··· Extract provided ···

And in other news …
NB Communication Ltd has become the latest sponsor to give its support to the Tall Ships with £2,000 worth of in-kind services.
The NB team is “Shetland’s web design and internet marketing specialists”, providing a full range of online marketing services to many of Shetland’s best known businesses and organisations.
NB Communication will be supporting the Tall Ships event by providing an extensive range of services to ensure that the www.tallshipsraceslerwick.com site evolves to meet the needs of locals and visitors as the event approaches.
Recent additions to the website include the music and family entertainment programmes and information on Shetland food, drink and crafts.
Managing director David Nicol said: “We’re delighted to have been involved with the team at the Tall Ships Races 2011-Lerwick since the very start, and it is particularly satisfying that the work we’ve done so far means that anyone searching for ‘Tall Ships 2011’ on Google will see the www.tallshipsraceslerwick.com site ranked high up on the first page.
“Everyone here at NB Communication is looking forward to continuing our excellent relationship with the Tall Ships organisers, and we are excited about assisting with all aspects of managing and improving the website in the run up to the arrival of the ships in July.”
Tall ships project manager Fiona Dally said: “We are very grateful to NB Communication Ltd for helping us to update the website and we would encourage everybody to sign up to our mailing list for regular news alerts on further updates and latest news.”
A teenager was warned to curb his drinking after being involved in a fracas at a house in Lerwick.
Trevor Couper, 18, of Cairnfield Road, admitted behaving in a threatening or abusive manner along with 20-year-old Angela Patterson at her house in Haldane Burgess Crescent on Monday.
Patterson also admitted assaulting Couper and repeatedly striking him on the head.

··· Data ···

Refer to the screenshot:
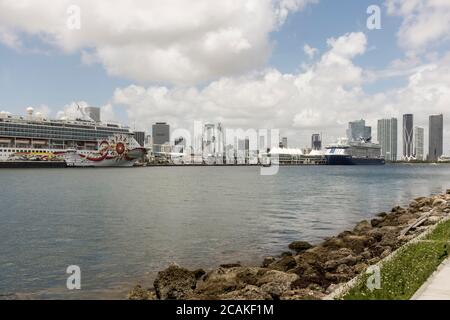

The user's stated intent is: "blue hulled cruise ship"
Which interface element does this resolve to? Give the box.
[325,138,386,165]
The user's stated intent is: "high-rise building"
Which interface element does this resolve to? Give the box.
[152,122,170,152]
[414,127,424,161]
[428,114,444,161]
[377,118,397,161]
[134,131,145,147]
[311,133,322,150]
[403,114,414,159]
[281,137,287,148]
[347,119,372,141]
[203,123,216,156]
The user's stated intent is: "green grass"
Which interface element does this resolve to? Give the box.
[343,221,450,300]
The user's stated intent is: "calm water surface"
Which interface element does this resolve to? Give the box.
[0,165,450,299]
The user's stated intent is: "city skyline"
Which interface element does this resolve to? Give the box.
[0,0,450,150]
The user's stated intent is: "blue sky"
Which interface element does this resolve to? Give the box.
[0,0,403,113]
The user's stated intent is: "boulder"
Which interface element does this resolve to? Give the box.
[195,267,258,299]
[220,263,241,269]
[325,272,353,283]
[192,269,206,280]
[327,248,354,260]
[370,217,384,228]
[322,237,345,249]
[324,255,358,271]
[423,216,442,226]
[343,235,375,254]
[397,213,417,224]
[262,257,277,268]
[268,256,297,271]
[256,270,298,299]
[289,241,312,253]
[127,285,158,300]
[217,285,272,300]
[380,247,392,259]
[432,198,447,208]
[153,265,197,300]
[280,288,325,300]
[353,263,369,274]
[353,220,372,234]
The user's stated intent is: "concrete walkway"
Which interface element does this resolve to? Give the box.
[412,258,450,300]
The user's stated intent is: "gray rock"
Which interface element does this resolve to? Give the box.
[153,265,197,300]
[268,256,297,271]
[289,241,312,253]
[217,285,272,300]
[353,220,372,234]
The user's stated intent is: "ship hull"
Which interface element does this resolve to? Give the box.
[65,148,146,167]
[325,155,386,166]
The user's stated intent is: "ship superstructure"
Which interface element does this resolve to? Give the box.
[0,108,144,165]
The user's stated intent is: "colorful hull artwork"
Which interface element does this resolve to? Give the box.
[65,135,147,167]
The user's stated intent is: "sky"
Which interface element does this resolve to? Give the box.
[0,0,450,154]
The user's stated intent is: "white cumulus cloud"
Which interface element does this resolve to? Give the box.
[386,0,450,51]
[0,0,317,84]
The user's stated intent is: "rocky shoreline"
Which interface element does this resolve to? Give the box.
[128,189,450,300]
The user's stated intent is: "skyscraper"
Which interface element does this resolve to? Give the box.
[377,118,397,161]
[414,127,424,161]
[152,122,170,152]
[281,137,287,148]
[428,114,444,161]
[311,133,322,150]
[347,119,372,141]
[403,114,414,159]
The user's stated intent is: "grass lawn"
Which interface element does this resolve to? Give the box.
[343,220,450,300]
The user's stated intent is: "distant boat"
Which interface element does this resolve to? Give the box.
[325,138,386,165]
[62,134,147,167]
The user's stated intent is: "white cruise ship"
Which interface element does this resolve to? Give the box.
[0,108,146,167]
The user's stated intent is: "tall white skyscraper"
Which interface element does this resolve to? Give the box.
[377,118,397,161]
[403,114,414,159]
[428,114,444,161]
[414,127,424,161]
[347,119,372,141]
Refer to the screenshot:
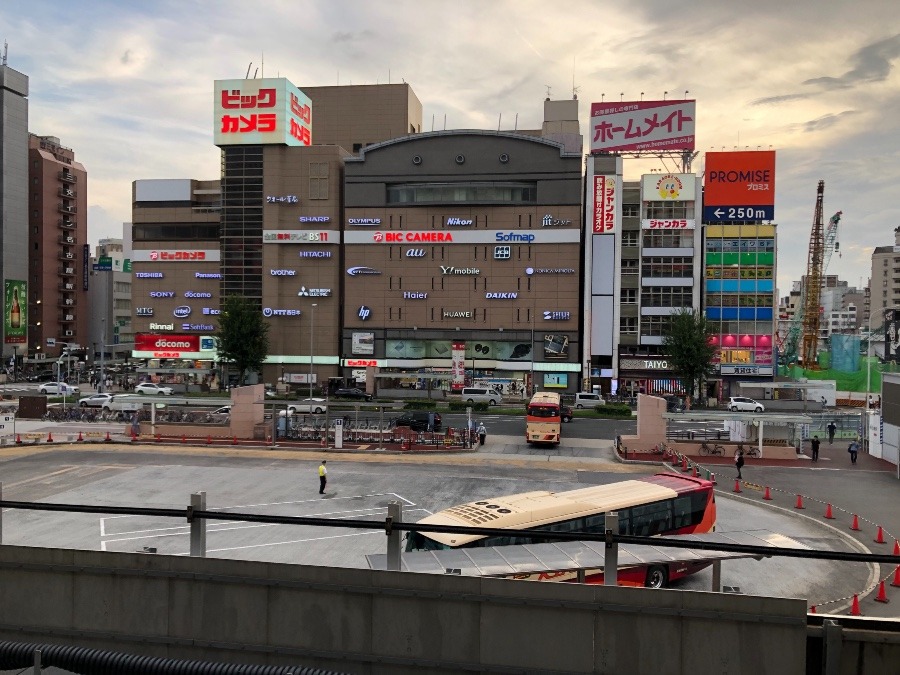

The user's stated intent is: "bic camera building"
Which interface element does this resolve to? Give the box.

···

_Requirement 1_
In the Shetland news extract, how much in in-kind services is NB Communication Ltd giving to the Tall Ships?
_Requirement 2_
Please carry on the Shetland news extract from its final sentence.

_Final answer 1_
£2,000 worth of in-kind services.

_Final answer 2_
The pair appeared from custody in court today. However sheriff Graeme Napier deferred sentence on Couper after hearing he was still on probation and deferred sentence.
Ordering a background report, he released Couper on bail. However Couper was warned not to be drunk or have alcohol in public, and provide a breath test when required.
Meanwhile Patterson was told to be of good behaviour until the two of them appear again in court on 18th May.
Police are appealing to the public for help in tracking down vandals who were involved in two incidents over the weekend.
In the first incident, the vandals targeted Montfield Hospital, Lerwick, between Thursday and Monday and caused damage to windows.
The second incident occurred at public toilets at Meal Beach, Hamnavoe, where extensive damage was caused inside. This took place sometime between Friday and Monday. Police are aware that the area was very busy over the weekend, given the weather conditions, and are asking anyone who may have seen any suspicious activity during that time to contact them.
A spokesman for Lerwick Police said: “Both premises which suffered the damage offer facilities and services to the Shetland communities and targeting them ultimately only harms the communities themselves. While Shetland police will make every effort to trace those responsible, they do require the support and assistance of the public and again anyone with information is asked to come forward to help.”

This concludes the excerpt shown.